*LISTING*
## START

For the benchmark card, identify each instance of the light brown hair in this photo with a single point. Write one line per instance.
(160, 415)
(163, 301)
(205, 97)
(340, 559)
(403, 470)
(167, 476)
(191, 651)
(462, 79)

## END

*REQUIREMENTS*
Put these lines into a JSON list of strings, with one string per line and any blank lines left out.

*WRITTEN SOLUTION*
[
  "For the benchmark card, identify each instance of the light brown hair in this photo with a single point. Write one line per instance.",
  "(160, 415)",
  "(163, 301)",
  "(205, 97)",
  "(340, 559)",
  "(403, 470)",
  "(167, 476)",
  "(191, 651)",
  "(462, 79)"
]